* QUOTED TEXT

Something small but meaningful happened this morning while I was walking the dog.

I ran into a woman I really enjoy speaking to. Not in a polite, surface-level way — but the kind of conversation where you feel met. She asks thoughtful questions. She listens. There’s curiosity there. I find myself genuinely animated around her, almost interrupting because I’m excited to respond.

That alone is worth noticing.

But then she did something else.

She suggested — kindly, warmly — that I meet her daughter. That she thought we might be a good match.

And what surprised me wasn’t the suggestion.

It was my response.


Saying no — and meaning it

I thanked her for the compliment and said, honestly:

“I’m really enjoying being single right now.”

As the words left my mouth, they felt grounded. Not defensive. Not performative. Just true.

I explained — gently, without needing to justify — that if someone comes into my life, I want it to add to it. And that right now, I don’t want a relationship that asks me to take on more responsibility than I already carry.

Because I already carry a lot.

I’m a father.
I look after my dog.
I’m learning how to look after myself properly.

That’s enough responsibility for now.

And for the first time, saying that didn’t feel like loss.

It felt like self-respect.


The rescuing pattern I don’t want anymore

I’ve noticed something over time.

Almost every woman I’ve encountered where dating felt possible came with a familiar internal pull: the sense that I would need to hold things together. To take care. To stabilise. To rescue, in subtle ways.

I don’t believe this is because women are inherently burdensome.

I think it’s because of a pattern I learned early on — one where love became entwined with responsibility and emotional labour. Where connection was earned through caretaking.

So now, when a dynamic hints at that familiar shape, something in me quietly steps back.

Not out of fear.

Out of clarity.

I’d rather be single than repeat a relationship where my nervous system is doing unpaid emotional work just to keep things afloat.


What I actually want (and what I don’t)

This feels important to name clearly.

I don’t want:

  • to rescue
  • to manage someone else’s life
  • to feel responsible for another adult’s stability

What I do want — if someone enters my life — is this:

Someone with their own life.
Their own supports.
Their own sense of responsibility.

Someone who can meet me, not lean on me.

* RECORDS SHOWN

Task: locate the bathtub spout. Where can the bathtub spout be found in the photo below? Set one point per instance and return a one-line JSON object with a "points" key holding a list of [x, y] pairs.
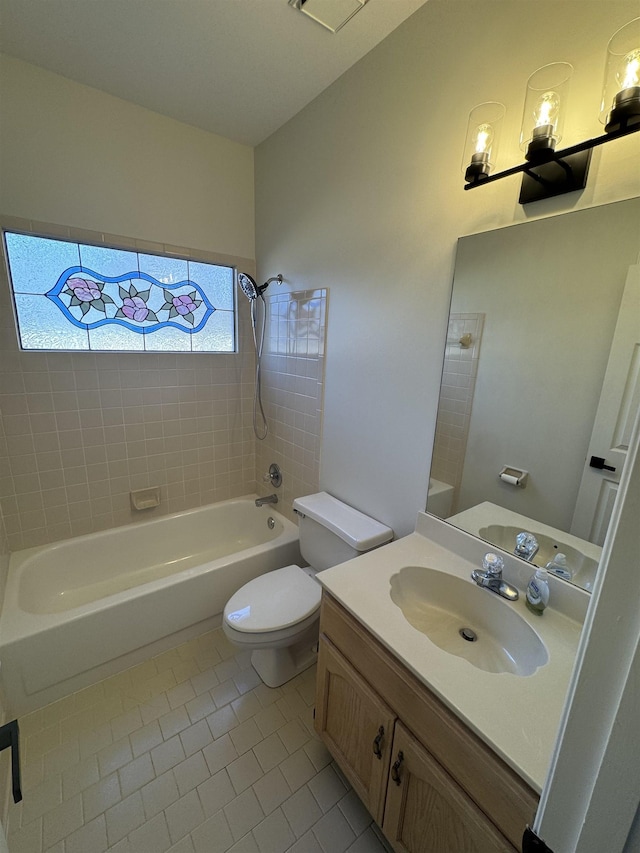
{"points": [[271, 499]]}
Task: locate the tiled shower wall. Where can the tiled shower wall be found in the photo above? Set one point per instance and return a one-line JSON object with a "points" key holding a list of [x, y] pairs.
{"points": [[84, 429], [79, 431], [456, 398], [293, 382]]}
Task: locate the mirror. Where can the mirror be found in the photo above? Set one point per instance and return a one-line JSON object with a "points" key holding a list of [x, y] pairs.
{"points": [[534, 309]]}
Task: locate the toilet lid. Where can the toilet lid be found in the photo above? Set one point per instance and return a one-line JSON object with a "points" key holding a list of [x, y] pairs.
{"points": [[275, 600]]}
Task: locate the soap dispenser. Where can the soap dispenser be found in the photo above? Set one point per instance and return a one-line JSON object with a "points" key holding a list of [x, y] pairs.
{"points": [[538, 591]]}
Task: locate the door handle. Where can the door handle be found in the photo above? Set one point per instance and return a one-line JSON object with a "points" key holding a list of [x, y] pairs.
{"points": [[599, 463], [377, 741], [9, 738], [395, 770]]}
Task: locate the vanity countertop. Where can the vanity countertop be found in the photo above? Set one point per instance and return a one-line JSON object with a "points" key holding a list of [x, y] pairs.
{"points": [[517, 716]]}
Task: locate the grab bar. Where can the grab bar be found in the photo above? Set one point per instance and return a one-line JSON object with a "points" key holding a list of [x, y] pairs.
{"points": [[9, 737]]}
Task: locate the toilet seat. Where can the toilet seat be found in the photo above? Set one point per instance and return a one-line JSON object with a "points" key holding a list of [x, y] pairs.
{"points": [[276, 601]]}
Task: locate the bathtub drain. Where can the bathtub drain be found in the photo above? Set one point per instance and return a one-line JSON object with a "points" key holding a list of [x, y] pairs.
{"points": [[468, 634]]}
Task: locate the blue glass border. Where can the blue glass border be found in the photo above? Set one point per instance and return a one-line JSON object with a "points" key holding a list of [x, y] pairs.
{"points": [[54, 296]]}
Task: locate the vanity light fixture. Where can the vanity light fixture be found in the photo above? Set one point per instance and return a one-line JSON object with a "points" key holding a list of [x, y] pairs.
{"points": [[546, 171], [332, 14]]}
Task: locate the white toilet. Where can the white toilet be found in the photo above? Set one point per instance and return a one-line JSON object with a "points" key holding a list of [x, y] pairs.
{"points": [[277, 614]]}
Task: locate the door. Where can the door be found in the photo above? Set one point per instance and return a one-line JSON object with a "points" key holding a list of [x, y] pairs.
{"points": [[356, 726], [619, 402], [428, 812]]}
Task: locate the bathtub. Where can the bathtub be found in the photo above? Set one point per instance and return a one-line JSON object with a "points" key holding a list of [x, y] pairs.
{"points": [[79, 610]]}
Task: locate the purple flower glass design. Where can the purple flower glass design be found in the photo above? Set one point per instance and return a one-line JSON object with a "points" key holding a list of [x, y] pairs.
{"points": [[135, 308], [183, 305], [133, 300], [134, 305], [87, 294]]}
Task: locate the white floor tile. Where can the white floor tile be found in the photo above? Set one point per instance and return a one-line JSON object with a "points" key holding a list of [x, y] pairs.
{"points": [[185, 753], [243, 813], [212, 836], [302, 811], [190, 773], [184, 815], [274, 833], [271, 790]]}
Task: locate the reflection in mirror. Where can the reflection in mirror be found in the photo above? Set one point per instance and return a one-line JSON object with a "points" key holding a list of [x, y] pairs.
{"points": [[541, 372]]}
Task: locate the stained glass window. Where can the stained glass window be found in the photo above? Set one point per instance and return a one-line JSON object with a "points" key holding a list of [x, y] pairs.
{"points": [[75, 296]]}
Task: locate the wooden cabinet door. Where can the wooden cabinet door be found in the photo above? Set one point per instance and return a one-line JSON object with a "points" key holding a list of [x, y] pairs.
{"points": [[427, 812], [356, 726]]}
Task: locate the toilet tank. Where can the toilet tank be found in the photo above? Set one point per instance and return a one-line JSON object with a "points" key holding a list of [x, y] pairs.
{"points": [[332, 532]]}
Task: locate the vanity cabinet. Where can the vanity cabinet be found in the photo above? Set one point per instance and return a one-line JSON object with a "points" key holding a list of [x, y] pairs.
{"points": [[429, 783]]}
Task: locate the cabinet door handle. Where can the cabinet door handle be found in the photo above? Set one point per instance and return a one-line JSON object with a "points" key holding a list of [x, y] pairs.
{"points": [[377, 741], [395, 770], [10, 739]]}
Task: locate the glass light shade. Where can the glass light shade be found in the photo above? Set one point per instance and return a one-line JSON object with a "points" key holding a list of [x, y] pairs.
{"points": [[620, 105], [544, 109], [481, 144]]}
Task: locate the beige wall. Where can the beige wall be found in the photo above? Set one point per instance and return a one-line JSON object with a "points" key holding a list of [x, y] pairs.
{"points": [[367, 186], [75, 156], [293, 384]]}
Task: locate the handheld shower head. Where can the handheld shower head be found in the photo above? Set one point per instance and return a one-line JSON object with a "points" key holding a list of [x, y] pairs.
{"points": [[249, 287]]}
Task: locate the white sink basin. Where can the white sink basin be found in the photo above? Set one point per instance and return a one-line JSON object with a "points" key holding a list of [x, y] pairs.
{"points": [[583, 568], [442, 606]]}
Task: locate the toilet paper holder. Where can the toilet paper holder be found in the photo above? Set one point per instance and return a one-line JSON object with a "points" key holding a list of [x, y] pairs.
{"points": [[514, 476]]}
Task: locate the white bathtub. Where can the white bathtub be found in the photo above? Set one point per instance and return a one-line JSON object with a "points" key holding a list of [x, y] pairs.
{"points": [[79, 610]]}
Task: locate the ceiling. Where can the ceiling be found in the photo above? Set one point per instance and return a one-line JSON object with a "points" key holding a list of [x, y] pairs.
{"points": [[238, 68]]}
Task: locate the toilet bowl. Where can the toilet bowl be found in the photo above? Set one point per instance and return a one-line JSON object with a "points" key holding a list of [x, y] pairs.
{"points": [[277, 614]]}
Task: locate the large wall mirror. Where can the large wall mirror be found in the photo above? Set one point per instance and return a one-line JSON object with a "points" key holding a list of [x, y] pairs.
{"points": [[541, 373]]}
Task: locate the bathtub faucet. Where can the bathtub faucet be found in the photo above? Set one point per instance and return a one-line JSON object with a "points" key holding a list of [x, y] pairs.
{"points": [[270, 499]]}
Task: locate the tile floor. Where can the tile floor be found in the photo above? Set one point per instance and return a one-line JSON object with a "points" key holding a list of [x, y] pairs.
{"points": [[189, 753]]}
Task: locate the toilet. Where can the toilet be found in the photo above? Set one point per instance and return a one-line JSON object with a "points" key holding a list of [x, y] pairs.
{"points": [[277, 615]]}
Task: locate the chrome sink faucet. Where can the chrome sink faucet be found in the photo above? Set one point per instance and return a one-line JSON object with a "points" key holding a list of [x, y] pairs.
{"points": [[270, 499], [490, 577], [526, 546]]}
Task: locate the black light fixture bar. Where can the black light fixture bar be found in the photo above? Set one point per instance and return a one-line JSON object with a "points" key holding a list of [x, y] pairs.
{"points": [[572, 172]]}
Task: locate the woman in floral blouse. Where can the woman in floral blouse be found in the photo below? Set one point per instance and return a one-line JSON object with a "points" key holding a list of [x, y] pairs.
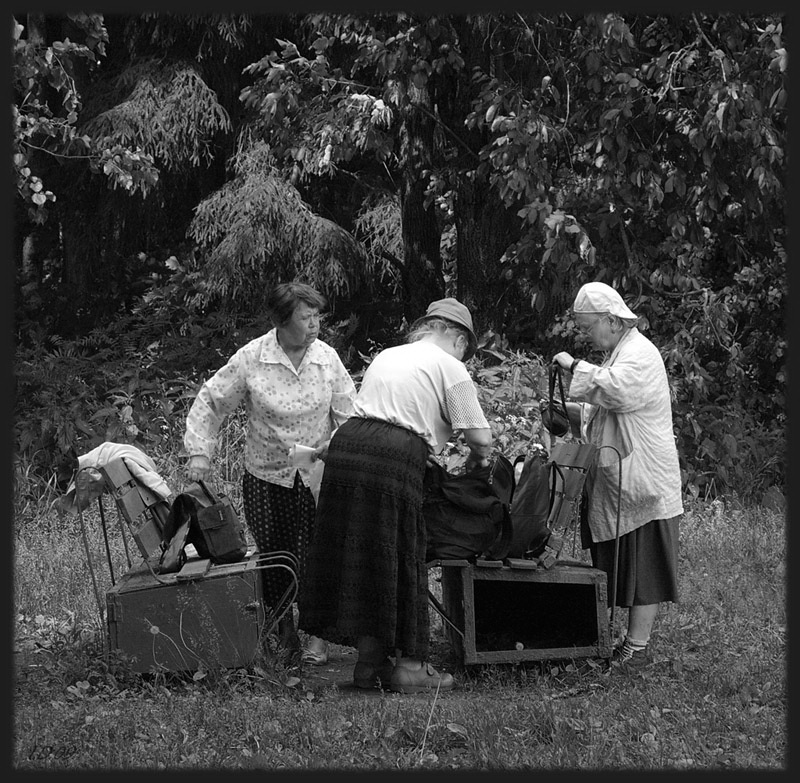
{"points": [[295, 389]]}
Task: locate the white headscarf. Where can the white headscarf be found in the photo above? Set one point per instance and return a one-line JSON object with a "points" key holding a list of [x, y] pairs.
{"points": [[602, 298]]}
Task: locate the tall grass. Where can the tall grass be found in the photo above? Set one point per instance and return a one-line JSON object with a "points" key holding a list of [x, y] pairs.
{"points": [[713, 698]]}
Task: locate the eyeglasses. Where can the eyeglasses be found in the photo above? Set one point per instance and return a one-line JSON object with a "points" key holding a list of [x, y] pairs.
{"points": [[587, 329]]}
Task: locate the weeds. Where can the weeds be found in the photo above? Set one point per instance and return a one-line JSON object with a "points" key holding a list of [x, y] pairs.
{"points": [[714, 696]]}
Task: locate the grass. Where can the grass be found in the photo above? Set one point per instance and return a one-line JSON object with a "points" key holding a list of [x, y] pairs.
{"points": [[714, 698]]}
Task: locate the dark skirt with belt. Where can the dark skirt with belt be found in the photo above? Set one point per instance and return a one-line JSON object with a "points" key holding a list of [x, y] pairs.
{"points": [[366, 573], [647, 562]]}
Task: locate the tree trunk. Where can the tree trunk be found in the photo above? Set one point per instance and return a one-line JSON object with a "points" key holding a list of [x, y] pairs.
{"points": [[485, 228], [423, 280]]}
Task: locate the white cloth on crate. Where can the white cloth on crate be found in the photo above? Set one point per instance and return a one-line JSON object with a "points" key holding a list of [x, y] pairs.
{"points": [[90, 482], [626, 404]]}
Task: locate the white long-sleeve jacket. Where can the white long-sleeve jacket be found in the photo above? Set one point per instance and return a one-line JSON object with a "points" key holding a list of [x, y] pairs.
{"points": [[626, 404]]}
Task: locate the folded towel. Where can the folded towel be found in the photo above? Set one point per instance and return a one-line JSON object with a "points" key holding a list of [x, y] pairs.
{"points": [[88, 483]]}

* TASK DESCRIPTION
Reproduce the reflection on staying single from "I thanked her" up to and including "I already carry.", switching "compliment" to "kind words".

* RESPONSE
I thanked her for the kind words and said, honestly:

“I’m really enjoying being single right now.”

As the words left my mouth, they felt grounded. Not defensive. Not performative. Just true.

I explained — gently, without needing to justify — that if someone comes into my life, I want it to add to it. And that right now, I don’t want a relationship that asks me to take on more responsibility than I already carry.